EXTRACT PROVIDED
The reduction in personal allowances for those with income exceeding £100,000 was introduced from 6 April 2010 for 2010-11 and later years. The effect of legislation introduced in Finance Act 2009 is that personal allowances above that level are tapered away, and at current levels are reduced to nil if adjusted net income exceeds £112,950, with an effective tax rate of 60% for income within the lower and upper income bands.   

Tax planning in this area therefore revolves around ensuring that adjusted net income remains outside the reduction thresholds. 'Adjusted net income' is defined (in ITA 2007 s 58) in terms which allow relief for pension contributions, and for Gift Aid contributions carried back. The facility to carry back Gift Aid contributions (by election under ITA 2007 s 426) is a potentially useful form of tax planning because it involves a degree of hindsight.

Carrying Back Charitable Donations to Save Tax

However, care is needed if such planning is to succeed. The Gift Aid legislation requires that an election to carry back a qualifying donation must be made on or before the date on which a tax return is delivered for the previous tax year, (i.e., the tax year for which relief is to be given), and not later than the normal self-assessment filing date for that previous tax year.

SOURCE DATA
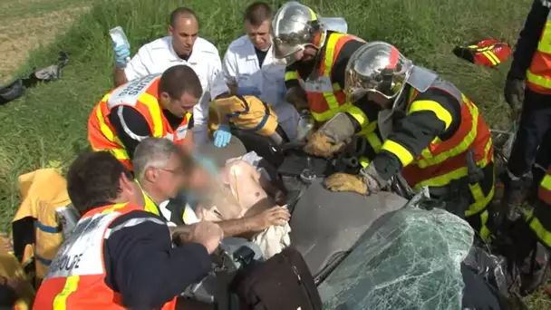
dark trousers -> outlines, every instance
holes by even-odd
[[[513,175],[522,177],[530,170],[535,161],[543,167],[548,166],[550,157],[551,95],[527,90],[508,169]]]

WORK REQUIRED
Quote the passage on personal allowances and Gift Aid carry-back, starting at "The reduction in" and ending at "degree of hindsight.".

RIGHT ANSWER
The reduction in personal allowances for those with income exceeding £100,000 was introduced from 6 April 2010 for 2010-11 and later years. The effect of legislation introduced in Finance Act 2009 is that personal allowances above that level are tapered away, and at current levels are reduced to nil if adjusted net income exceeds £112,950, with an effective tax rate of 60% for income within the lower and upper income bands.   

Tax planning in this area therefore revolves around ensuring that adjusted net income remains outside the reduction thresholds. 'Adjusted net income' is defined (in ITA 2007 s 58) in terms which allow relief for pension contributions, and for Gift Aid contributions carried back. The facility to carry back Gift Aid contributions (by election under ITA 2007 s 426) is a potentially useful form of tax planning because it involves a degree of hindsight.